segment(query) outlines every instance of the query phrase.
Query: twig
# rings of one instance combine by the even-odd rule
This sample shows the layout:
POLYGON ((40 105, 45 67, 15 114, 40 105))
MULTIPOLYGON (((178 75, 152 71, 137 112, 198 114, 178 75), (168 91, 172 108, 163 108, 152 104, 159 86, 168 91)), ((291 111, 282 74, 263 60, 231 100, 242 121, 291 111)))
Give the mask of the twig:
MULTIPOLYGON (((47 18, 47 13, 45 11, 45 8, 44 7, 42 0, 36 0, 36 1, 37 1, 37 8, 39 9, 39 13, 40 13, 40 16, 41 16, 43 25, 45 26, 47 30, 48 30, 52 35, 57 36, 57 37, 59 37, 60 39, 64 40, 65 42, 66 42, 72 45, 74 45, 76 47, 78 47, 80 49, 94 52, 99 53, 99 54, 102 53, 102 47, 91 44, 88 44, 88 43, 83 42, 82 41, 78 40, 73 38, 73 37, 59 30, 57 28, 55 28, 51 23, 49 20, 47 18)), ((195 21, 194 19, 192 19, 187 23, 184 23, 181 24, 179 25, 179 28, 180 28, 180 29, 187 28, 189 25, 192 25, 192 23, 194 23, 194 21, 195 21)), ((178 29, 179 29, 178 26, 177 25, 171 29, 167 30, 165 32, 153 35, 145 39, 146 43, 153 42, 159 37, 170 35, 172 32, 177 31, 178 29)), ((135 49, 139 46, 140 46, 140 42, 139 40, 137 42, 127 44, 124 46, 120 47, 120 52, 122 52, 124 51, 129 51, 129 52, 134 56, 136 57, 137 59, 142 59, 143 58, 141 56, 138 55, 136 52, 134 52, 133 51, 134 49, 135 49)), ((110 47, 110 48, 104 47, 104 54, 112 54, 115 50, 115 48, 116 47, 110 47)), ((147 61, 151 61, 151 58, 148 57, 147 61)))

------------------------------------------------------------

[Prompt]: Repeat the records exactly, from the first line through the line containing "MULTIPOLYGON (((178 75, 152", including both of those lines.

[Exercise solution]:
segment(query) outlines every instance of the query phrase.
Query: twig
# rings of one instance combine by the even-odd rule
This sample shows the layout:
POLYGON ((40 105, 45 67, 15 114, 40 105))
MULTIPOLYGON (((178 75, 152 71, 137 112, 198 114, 178 75), (168 91, 172 108, 163 108, 152 104, 159 86, 168 91)), ((291 111, 282 74, 263 60, 231 100, 242 121, 291 111)))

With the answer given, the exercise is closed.